● Data for processing

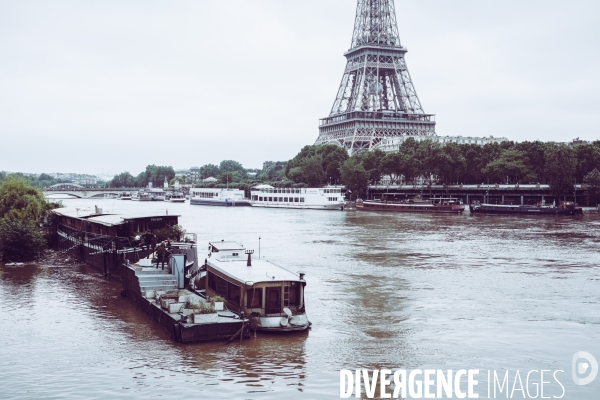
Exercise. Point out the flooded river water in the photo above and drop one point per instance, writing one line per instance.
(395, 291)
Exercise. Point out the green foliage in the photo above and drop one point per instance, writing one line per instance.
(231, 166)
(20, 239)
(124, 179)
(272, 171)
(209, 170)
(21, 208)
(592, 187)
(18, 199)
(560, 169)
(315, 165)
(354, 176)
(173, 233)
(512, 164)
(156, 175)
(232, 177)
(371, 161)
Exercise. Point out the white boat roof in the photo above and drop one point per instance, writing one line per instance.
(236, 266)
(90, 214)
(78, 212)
* * *
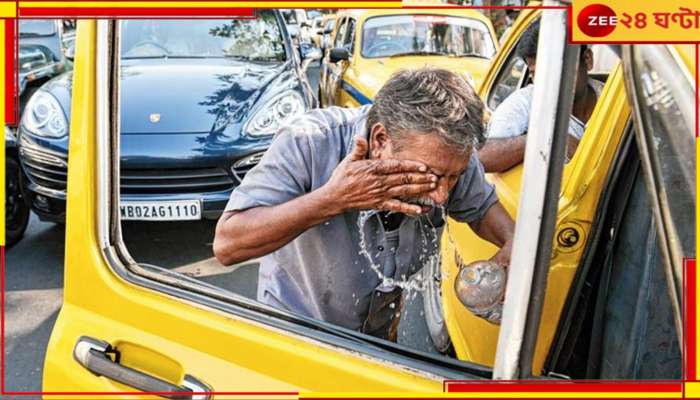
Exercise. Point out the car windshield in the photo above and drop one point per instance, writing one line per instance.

● What needs to be done
How many lines in the records above contain the word "Point"? Reply with the number alone.

● Response for this exercise
4